WORK ITEM:
Everything from the line with "For a UI automation task, identify the toilet" down to the last line of the material below must be written out exactly. Leave out all other lines.

----

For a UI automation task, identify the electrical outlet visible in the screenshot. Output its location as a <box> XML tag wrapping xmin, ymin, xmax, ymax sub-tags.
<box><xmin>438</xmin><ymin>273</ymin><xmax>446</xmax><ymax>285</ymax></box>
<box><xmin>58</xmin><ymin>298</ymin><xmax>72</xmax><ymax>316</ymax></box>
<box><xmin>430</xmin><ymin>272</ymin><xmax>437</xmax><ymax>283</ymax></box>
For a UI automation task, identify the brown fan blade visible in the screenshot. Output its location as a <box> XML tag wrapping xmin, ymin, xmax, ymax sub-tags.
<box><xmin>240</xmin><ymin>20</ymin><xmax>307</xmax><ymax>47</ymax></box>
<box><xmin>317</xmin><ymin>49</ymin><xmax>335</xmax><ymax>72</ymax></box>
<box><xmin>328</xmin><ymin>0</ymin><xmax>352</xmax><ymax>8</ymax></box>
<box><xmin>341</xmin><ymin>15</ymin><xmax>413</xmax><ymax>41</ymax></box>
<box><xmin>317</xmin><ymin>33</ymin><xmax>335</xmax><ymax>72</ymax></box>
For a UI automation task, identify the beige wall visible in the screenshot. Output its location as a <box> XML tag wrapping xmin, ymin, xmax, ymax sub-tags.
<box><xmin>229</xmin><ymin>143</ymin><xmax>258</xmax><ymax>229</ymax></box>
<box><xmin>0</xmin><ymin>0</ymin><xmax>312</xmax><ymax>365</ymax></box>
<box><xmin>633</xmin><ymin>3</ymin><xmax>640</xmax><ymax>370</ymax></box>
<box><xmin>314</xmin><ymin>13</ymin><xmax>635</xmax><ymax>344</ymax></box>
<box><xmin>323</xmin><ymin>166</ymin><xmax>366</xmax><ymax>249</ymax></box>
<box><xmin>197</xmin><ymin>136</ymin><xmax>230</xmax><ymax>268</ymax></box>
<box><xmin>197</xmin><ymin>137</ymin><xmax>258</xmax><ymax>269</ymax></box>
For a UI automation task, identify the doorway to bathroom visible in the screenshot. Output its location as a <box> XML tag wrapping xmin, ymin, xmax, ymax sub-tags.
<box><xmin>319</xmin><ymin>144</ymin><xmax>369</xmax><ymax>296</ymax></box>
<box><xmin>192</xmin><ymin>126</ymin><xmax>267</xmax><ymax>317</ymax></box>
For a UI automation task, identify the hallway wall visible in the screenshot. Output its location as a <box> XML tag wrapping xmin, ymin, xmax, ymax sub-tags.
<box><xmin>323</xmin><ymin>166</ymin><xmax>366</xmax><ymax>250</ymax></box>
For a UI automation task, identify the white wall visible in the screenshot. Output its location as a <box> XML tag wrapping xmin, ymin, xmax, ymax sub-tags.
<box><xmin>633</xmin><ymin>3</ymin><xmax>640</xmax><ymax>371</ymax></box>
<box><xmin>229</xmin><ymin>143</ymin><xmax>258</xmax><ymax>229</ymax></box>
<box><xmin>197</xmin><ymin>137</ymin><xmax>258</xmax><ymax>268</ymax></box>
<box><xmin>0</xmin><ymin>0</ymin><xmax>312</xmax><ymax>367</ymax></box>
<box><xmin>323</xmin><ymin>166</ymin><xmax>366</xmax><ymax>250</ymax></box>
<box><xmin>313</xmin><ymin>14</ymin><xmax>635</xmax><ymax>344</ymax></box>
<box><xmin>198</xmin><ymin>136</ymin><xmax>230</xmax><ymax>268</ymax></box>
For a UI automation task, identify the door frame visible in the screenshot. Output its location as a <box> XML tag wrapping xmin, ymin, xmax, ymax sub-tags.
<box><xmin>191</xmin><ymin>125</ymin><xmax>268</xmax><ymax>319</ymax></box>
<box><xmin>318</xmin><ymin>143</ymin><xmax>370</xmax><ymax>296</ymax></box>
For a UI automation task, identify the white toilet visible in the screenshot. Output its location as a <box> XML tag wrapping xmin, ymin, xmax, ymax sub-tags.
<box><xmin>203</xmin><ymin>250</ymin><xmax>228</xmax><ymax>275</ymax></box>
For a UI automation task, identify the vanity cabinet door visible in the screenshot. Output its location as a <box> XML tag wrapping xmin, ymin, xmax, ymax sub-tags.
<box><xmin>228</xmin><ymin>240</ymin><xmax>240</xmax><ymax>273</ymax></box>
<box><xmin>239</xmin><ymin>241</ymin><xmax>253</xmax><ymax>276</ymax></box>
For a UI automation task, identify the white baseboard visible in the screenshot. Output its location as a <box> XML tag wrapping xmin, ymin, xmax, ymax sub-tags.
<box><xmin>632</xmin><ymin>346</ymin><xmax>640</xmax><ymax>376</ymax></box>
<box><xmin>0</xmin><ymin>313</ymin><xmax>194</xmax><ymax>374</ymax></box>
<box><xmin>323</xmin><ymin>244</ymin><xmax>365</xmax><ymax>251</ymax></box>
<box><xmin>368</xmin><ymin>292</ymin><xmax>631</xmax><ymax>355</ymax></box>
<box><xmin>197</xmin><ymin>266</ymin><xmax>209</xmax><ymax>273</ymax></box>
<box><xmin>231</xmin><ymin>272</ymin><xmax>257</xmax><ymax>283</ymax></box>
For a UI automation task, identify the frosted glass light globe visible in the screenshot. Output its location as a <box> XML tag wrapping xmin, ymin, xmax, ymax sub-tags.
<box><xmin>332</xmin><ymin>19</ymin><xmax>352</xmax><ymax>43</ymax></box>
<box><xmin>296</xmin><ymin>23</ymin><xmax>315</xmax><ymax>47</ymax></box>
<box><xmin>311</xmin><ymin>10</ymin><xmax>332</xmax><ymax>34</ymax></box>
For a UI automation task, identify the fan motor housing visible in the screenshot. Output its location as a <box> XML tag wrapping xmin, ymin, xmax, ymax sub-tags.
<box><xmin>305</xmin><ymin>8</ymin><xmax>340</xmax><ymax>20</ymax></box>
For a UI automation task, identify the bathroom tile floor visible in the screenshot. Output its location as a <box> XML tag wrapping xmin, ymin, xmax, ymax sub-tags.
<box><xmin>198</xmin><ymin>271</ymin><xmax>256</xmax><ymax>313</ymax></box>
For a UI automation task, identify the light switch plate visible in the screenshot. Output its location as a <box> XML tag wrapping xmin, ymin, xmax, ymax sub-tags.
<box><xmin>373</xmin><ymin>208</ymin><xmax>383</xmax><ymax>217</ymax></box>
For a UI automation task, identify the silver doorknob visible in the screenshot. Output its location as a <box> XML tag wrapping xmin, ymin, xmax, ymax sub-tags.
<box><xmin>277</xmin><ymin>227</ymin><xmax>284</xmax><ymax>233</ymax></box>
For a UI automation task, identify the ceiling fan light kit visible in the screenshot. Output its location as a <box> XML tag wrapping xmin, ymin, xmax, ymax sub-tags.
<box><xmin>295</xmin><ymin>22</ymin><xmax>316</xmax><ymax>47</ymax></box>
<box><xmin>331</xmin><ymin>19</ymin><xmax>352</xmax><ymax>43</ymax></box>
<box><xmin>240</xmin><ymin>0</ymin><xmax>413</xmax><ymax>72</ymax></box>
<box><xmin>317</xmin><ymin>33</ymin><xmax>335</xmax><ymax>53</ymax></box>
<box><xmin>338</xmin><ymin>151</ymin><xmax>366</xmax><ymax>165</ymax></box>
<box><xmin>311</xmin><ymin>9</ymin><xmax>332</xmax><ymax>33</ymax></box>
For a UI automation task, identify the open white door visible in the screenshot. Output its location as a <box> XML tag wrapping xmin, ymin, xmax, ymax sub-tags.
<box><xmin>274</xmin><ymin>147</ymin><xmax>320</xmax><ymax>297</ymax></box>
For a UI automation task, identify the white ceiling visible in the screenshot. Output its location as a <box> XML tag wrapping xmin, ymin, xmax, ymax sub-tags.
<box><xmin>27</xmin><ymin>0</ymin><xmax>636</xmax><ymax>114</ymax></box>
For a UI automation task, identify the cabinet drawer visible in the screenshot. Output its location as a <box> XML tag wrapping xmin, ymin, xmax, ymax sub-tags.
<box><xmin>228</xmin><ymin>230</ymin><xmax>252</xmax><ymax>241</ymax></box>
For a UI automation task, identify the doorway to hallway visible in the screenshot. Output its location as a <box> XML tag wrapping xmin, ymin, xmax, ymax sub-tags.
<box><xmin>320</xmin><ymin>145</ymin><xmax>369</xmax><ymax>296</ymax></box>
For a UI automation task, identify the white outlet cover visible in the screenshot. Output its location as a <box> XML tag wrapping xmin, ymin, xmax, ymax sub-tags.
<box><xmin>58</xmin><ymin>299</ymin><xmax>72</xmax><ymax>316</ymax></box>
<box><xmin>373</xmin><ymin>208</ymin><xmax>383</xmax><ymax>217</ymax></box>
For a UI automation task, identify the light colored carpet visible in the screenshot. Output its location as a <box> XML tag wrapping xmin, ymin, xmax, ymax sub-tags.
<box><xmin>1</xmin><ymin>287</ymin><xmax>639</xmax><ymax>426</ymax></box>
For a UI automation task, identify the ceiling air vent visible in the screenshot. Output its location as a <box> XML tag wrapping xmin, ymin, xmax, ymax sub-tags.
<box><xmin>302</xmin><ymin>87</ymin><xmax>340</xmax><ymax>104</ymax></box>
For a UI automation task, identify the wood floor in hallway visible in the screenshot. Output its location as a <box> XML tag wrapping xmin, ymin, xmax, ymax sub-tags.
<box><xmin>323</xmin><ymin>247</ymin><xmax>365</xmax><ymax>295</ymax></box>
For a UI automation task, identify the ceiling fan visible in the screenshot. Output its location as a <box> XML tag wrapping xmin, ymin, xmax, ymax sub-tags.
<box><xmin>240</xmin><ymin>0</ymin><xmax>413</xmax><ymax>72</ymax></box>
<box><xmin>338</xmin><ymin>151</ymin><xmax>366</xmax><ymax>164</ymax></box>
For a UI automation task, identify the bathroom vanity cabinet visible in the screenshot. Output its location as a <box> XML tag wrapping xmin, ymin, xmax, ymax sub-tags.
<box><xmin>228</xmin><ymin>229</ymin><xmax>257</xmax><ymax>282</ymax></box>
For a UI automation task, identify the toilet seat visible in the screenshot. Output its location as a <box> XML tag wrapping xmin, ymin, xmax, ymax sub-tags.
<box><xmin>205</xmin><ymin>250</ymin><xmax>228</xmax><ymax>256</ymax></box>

----

SOLUTION TO THE EXERCISE:
For a UI automation task, identify the toilet seat visible in the screenshot. Output its location as a <box> XML tag wrapping xmin, ymin, xmax, ymax sub-tags.
<box><xmin>205</xmin><ymin>250</ymin><xmax>228</xmax><ymax>256</ymax></box>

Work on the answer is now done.